## Task goal
From the line with "Find the seated" down to the final line of the material below, quote every line exactly and leave out all lines before it.

## Rows
— start —

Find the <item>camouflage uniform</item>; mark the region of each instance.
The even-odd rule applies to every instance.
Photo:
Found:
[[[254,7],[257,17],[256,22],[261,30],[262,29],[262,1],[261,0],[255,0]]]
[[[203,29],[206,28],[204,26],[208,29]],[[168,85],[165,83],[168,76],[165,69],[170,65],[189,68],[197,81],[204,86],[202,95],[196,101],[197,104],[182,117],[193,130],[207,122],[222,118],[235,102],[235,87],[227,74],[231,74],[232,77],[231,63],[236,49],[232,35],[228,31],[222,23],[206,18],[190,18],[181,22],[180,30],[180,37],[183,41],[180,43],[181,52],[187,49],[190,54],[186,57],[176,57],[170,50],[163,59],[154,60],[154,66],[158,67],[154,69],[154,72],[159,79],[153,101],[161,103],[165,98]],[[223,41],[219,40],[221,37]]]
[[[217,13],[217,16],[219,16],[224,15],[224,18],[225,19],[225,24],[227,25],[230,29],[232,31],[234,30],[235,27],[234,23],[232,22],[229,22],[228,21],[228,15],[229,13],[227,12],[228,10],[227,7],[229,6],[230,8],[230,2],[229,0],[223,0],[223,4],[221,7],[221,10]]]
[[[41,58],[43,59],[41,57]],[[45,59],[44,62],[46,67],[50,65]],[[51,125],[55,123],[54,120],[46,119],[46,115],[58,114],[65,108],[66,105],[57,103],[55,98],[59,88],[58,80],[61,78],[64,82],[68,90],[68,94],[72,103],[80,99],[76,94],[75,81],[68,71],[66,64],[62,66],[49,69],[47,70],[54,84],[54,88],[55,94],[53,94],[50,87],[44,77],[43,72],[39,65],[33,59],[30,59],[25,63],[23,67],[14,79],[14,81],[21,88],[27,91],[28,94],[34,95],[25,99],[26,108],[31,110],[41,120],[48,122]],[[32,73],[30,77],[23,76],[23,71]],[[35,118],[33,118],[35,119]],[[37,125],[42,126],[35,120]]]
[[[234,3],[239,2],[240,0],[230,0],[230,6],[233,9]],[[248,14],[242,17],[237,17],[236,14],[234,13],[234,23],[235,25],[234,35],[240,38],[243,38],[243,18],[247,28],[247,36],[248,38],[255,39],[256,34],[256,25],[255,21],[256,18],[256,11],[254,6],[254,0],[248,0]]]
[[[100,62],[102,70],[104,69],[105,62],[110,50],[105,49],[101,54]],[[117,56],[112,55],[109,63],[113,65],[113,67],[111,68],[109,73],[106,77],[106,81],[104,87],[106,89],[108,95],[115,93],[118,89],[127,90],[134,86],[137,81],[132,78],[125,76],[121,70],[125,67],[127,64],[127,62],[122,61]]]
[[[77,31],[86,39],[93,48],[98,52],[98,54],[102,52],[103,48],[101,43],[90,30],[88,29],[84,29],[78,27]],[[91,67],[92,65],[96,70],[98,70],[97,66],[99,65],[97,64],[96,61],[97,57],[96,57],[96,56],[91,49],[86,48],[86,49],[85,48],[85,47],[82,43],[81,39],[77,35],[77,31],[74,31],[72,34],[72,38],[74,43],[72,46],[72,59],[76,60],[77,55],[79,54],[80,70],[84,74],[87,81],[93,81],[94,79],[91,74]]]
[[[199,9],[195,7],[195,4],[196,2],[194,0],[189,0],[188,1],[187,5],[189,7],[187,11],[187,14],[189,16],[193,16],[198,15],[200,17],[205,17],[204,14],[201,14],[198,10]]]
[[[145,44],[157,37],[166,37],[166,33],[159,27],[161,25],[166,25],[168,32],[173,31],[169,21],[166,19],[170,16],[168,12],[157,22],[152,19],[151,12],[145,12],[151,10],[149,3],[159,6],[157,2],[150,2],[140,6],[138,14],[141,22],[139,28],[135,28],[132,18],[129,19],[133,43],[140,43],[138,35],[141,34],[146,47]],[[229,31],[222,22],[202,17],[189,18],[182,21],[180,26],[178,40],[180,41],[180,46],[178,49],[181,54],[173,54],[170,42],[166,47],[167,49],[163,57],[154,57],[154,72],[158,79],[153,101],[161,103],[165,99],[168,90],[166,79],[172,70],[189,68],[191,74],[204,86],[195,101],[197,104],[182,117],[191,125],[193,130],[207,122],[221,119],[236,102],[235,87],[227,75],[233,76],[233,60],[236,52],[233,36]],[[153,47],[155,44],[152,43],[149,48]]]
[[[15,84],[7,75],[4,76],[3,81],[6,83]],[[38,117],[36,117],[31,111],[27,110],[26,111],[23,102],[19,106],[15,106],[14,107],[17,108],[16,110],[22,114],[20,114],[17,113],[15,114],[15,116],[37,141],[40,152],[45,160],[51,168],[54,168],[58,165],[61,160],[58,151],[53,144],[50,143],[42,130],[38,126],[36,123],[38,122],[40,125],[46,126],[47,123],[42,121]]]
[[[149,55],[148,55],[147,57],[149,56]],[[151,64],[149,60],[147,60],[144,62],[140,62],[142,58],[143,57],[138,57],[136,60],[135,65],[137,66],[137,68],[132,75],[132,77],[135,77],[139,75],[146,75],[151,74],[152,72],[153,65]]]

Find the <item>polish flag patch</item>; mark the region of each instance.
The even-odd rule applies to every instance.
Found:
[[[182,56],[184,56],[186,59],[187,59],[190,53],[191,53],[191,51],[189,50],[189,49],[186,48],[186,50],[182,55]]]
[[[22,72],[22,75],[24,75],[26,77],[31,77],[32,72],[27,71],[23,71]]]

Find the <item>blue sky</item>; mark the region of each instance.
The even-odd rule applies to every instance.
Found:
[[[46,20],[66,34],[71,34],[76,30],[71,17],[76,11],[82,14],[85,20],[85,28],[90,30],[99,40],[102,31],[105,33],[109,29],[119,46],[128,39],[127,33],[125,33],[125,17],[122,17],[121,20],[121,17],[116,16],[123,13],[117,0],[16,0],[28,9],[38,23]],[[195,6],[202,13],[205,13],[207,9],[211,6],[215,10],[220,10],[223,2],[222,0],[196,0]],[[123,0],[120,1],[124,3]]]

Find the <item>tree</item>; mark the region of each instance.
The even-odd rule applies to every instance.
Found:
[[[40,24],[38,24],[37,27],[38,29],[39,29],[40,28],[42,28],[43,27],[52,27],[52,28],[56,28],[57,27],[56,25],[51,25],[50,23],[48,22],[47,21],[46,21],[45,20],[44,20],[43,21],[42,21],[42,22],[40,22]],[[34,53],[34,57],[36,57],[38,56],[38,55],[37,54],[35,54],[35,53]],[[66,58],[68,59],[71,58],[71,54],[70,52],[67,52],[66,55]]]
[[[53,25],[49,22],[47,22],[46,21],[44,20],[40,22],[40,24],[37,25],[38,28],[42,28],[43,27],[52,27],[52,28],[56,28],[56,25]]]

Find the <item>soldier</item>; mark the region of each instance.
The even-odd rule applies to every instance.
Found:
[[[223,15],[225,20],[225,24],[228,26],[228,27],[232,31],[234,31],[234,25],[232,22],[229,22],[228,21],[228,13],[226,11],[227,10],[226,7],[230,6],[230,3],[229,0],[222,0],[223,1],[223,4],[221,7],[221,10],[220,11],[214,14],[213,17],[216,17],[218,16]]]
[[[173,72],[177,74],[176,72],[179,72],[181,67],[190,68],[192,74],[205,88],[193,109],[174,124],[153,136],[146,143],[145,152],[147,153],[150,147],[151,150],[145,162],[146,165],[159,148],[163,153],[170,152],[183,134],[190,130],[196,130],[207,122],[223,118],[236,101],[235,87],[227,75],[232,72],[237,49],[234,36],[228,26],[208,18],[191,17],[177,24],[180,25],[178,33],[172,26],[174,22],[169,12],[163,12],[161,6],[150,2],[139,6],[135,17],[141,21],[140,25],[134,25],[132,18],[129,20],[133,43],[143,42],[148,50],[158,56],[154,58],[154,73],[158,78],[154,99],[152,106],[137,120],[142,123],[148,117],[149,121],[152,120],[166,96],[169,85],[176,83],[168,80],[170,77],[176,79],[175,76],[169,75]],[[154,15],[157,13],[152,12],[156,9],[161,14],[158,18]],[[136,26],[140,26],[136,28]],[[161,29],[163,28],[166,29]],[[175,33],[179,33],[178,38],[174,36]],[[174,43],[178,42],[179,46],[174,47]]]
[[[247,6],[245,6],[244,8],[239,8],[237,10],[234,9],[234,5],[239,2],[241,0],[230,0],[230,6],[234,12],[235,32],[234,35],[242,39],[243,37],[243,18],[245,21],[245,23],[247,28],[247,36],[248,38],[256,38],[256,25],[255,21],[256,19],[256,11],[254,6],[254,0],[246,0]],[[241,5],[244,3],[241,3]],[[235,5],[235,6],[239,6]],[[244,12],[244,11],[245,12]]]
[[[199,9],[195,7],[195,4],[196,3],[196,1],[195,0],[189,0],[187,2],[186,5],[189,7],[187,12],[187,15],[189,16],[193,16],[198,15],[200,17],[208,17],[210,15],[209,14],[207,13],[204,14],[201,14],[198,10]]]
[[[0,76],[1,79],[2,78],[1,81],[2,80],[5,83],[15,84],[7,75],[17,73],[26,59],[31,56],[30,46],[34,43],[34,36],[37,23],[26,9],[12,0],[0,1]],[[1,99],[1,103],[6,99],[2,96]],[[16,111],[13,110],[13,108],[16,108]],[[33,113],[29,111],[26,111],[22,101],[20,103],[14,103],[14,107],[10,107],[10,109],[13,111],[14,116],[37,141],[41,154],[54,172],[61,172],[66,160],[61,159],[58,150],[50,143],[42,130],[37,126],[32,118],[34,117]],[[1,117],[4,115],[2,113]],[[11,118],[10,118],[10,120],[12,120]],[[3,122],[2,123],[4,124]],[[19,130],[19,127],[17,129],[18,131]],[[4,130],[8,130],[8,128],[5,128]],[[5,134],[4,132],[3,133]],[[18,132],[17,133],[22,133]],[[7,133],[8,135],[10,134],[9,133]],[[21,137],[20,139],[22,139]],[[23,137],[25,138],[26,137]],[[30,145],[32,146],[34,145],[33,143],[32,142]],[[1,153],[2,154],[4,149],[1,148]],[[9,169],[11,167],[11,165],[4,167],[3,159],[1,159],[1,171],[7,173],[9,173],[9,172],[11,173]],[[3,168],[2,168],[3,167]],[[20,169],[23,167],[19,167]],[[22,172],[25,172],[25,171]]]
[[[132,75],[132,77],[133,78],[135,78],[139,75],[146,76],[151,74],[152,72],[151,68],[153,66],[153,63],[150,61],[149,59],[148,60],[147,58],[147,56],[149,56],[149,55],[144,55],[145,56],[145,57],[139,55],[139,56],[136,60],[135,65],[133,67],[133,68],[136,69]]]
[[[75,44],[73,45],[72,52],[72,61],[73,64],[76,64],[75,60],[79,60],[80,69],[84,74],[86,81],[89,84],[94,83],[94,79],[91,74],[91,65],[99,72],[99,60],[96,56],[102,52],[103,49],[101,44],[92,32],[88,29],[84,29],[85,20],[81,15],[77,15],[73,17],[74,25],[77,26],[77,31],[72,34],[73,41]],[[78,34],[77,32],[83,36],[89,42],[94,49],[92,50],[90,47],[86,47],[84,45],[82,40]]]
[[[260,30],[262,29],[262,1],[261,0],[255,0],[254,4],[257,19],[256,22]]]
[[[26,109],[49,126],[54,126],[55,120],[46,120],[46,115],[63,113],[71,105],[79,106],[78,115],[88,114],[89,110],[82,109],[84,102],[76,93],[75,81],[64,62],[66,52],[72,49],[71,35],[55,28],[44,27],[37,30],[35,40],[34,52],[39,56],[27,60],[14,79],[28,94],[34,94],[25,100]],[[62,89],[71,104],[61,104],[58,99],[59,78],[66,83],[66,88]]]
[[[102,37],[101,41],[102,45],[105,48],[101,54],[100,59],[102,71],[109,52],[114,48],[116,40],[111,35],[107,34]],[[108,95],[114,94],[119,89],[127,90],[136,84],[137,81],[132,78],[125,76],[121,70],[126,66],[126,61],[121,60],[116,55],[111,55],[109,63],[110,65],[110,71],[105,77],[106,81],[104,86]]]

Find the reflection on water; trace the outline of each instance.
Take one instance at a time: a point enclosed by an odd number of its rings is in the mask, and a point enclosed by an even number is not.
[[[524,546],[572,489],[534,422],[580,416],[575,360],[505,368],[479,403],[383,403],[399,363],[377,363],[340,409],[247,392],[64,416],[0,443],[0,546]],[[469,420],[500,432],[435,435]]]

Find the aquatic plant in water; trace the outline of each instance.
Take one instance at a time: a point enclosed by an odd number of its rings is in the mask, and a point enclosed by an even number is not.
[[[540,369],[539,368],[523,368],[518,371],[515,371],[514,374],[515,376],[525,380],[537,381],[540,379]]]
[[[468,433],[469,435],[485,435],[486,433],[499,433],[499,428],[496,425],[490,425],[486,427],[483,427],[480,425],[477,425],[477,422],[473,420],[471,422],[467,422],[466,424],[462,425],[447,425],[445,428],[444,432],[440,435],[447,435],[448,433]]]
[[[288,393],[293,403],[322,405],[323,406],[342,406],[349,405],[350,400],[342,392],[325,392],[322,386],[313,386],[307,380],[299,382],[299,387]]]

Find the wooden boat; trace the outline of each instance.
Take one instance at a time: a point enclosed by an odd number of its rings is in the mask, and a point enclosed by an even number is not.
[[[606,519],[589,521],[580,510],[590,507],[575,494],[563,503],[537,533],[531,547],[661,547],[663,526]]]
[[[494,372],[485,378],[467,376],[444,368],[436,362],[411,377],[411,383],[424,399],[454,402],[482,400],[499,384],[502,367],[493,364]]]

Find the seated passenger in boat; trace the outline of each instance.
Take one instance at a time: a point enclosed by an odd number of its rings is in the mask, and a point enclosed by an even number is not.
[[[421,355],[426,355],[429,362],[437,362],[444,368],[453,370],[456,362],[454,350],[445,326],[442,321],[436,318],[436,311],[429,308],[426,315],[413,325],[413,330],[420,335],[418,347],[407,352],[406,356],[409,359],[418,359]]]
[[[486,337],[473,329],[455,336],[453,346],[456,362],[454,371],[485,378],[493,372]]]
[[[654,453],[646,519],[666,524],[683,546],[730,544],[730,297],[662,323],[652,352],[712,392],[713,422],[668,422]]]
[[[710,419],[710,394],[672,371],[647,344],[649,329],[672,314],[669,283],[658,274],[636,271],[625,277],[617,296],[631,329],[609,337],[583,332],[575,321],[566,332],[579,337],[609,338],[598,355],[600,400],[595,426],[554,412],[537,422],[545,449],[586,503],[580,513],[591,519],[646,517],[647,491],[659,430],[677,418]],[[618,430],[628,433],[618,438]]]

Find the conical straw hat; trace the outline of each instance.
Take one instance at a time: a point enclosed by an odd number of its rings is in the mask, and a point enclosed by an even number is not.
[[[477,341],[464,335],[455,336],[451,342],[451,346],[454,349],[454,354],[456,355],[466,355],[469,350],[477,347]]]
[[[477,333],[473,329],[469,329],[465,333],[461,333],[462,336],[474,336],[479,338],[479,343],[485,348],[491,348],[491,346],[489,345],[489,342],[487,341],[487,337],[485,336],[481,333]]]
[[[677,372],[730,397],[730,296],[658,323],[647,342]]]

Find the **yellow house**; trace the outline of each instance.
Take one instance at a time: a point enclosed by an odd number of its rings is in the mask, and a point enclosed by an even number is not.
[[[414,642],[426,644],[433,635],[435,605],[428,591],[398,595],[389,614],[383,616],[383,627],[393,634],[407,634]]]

— end —

## Completed task
Find the seated passenger in boat; trace the outline of each instance.
Take one instance at a time: a point enclosed by an odd number of its rings is in the mask, and a point enclosed by an even number is not.
[[[421,355],[426,355],[429,362],[437,362],[444,368],[453,370],[456,362],[454,350],[445,326],[442,321],[436,318],[436,311],[429,308],[426,315],[413,325],[413,330],[420,335],[418,347],[407,352],[406,356],[409,359],[418,359]]]
[[[486,337],[473,329],[455,336],[453,346],[456,362],[454,371],[485,378],[493,372]]]
[[[654,453],[646,519],[666,524],[683,546],[730,544],[730,297],[662,323],[652,352],[712,392],[713,422],[668,422]]]
[[[710,419],[710,394],[672,371],[647,344],[649,329],[672,314],[669,283],[658,274],[636,271],[625,277],[617,296],[631,329],[609,337],[583,332],[575,321],[566,332],[579,337],[609,338],[598,355],[600,400],[595,426],[554,412],[537,422],[545,449],[586,503],[580,513],[591,519],[646,517],[647,491],[659,430],[677,418]],[[618,430],[628,433],[618,438]]]

Find the conical straw hat; trace the outline of each instance.
Take one instance at a time: a point enclosed by an odd number of its rings is in the mask, and a point enclosed by an even number is not.
[[[477,341],[464,335],[455,336],[451,342],[451,346],[454,349],[454,354],[456,355],[466,355],[469,350],[477,347]]]
[[[477,333],[473,329],[469,329],[465,333],[461,333],[462,336],[474,336],[479,338],[479,343],[485,348],[491,348],[491,346],[489,345],[489,342],[487,341],[487,337],[485,336],[481,333]]]
[[[677,372],[730,397],[730,296],[658,323],[647,342]]]

Find the **yellow house**; trace the outline of each instance.
Take one instance at a time: a point enclosed by an odd number of its rings is in the mask, and a point enclosed by an even number is not.
[[[414,642],[426,644],[433,635],[435,605],[428,591],[398,595],[389,614],[383,616],[383,627],[393,634],[407,634]]]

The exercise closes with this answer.